# camping bonterra park and International La Marina



## 103847 (Apr 11, 2007)

Has anyone been to either of these sites? Are dogs allowed on the beaches near these sites and are there decent walks near the sites? Any help would really be appreciated, I have e-mailed several sites with this question and not one have replied!! Dorothy


----------



## 99418 (May 26, 2006)

Have stayed at Bonterra Park and dogs were allowed on the campsite.

The beach was ten minutes down the road, there were some signs saying no dogs on the beach but we saw dogs on the beach. Also along the beach all the way to Castellon is a pathway and we noticed dog bins and bags. That's a nice walk.


----------



## 103847 (Apr 11, 2007)

Thank you so much for that information, I am finding it really difficult to find out these sort of things and as we plan on staying for 3 months its really important we find somewhere we can walk the dog! No good us being near a beach if we can't take her with us. Did you like thecampsite


----------



## GypsyRose (May 9, 2005)

We've stayed there on two separate occasions, both times with the dogs. Dogs enjoyed it and so did we!! Site is good, showers great!! Enjoy!


----------



## Mike48 (May 1, 2005)

Bonterra is a very nice site but when I was last there two years ago virtualy all the pitches were in the shade. As we like the sun and prefer to make our own shade we shall not be staying there again.


----------



## Tucano (Jun 9, 2006)

*bonterra park*

Brilliant campsite, was there two weeks ago and agree that the showers toilets etc are very good.
Not a dog lover myself but there were plenty of them there and lots of places to walk them.
Norman


----------



## bognormike (May 10, 2005)

we stopped on the La marina site a few years ago, in march  Full of over-wintering brits & germans. Had a job to get on for a few days. Small pitches, crammed in too close. Pool & other facilities were very good. Not very impressed. :roll:


----------



## 103847 (Apr 11, 2007)
-------------------------
## List of tasks
1/ Please list each distinct poster name that appears in the post headings of the camping forum thread, in order of first appearance.
2/ Extract every line of the rows that contains the word "metal".
The forum thread has no connection to the rows.

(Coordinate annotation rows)
-------------------------
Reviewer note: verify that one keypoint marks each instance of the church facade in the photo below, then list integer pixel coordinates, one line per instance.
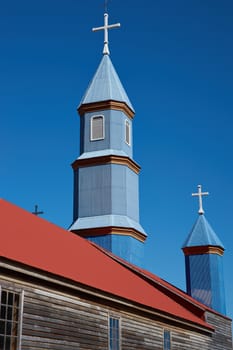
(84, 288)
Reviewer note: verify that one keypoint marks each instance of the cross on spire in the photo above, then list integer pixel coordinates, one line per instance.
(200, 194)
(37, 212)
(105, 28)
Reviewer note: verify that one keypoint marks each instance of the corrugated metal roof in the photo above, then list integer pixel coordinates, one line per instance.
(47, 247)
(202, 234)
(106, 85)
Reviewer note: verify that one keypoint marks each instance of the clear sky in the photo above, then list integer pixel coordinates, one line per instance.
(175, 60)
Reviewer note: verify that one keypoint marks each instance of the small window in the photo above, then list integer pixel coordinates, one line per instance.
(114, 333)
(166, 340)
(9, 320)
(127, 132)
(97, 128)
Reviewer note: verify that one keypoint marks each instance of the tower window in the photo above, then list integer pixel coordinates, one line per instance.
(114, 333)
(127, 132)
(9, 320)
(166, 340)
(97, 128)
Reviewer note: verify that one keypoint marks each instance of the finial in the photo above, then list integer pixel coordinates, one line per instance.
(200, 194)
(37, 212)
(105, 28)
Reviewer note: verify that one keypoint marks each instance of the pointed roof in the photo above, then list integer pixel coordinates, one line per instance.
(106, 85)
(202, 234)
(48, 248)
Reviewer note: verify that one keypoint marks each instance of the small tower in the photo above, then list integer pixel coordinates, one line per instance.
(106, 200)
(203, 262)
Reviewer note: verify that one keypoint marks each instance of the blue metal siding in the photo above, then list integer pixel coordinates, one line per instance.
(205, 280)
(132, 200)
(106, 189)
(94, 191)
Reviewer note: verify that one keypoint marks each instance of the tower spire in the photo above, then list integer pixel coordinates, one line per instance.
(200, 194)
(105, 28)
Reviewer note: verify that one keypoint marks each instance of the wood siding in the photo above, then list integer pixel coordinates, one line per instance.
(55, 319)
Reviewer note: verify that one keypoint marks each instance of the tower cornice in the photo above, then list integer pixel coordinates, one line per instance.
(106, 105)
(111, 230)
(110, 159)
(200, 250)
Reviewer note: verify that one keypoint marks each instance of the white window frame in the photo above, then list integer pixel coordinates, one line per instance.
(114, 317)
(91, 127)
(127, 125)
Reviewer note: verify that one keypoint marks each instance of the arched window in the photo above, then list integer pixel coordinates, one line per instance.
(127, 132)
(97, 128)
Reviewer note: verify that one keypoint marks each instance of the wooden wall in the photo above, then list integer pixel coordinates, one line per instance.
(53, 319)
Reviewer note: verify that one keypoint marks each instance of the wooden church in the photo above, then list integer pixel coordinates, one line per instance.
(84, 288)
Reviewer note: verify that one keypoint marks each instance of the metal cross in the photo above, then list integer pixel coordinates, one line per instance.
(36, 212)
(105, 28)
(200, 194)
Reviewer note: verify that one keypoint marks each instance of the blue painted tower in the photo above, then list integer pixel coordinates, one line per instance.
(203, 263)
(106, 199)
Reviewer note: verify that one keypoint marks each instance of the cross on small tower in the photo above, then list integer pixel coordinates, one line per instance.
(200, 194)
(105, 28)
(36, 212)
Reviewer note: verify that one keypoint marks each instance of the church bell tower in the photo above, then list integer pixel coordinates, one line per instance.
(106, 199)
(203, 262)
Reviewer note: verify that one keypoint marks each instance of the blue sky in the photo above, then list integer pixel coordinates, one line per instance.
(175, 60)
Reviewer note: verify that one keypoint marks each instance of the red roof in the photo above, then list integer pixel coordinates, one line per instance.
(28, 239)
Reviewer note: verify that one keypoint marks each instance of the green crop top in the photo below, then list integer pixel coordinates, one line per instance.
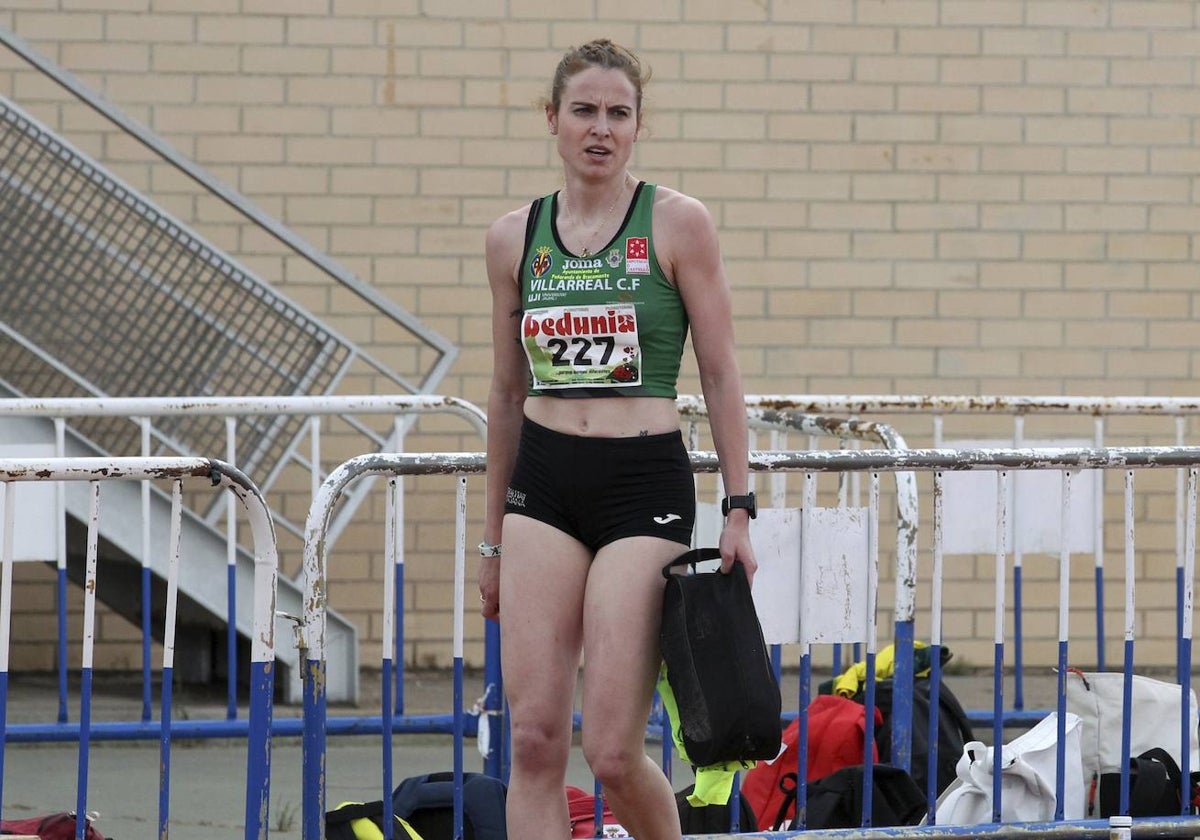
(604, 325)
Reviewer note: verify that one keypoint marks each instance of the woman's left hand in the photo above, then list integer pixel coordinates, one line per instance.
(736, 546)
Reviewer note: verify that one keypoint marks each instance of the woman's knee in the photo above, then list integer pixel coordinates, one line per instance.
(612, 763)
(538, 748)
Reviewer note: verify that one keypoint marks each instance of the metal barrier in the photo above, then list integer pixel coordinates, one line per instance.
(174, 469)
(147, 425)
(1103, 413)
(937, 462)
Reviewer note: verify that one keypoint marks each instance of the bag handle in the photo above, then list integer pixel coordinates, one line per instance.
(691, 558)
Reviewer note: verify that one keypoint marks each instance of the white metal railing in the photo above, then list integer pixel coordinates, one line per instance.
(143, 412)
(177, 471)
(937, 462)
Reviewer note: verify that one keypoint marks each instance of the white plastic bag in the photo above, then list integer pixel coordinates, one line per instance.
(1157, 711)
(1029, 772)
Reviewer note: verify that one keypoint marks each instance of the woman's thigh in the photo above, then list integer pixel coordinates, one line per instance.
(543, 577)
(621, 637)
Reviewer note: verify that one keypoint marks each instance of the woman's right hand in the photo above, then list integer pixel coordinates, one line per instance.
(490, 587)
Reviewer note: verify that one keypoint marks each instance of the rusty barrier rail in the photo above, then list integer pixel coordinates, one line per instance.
-------------------------
## Written responses
1/
103847
99418
GypsyRose
Mike48
Tucano
bognormike

2/
Reviewer note: verify that one keypoint marks each instance of the corrugated metal roof in the photo above, then list integer pixel coordinates, one line per instance.
Reviewer note: verify that one keypoint marks each instance of the blue metal siding in the photo above, then list integer pixel coordinates, one line per instance.
Reviewer note: verify that one keypoint marks each instance of the metal cross in the photo above, then list integer pixel coordinates, one line per instance.
Reviewer note: verify that one keypoint marks each instance of the metal barrier in the photo above, then list integer pixel coordinates, one line per instance.
Reviewer note: verify that one keypoint marks each instance of the white metal railing in the photo above, then list integer pixel coordinates, one line per instance.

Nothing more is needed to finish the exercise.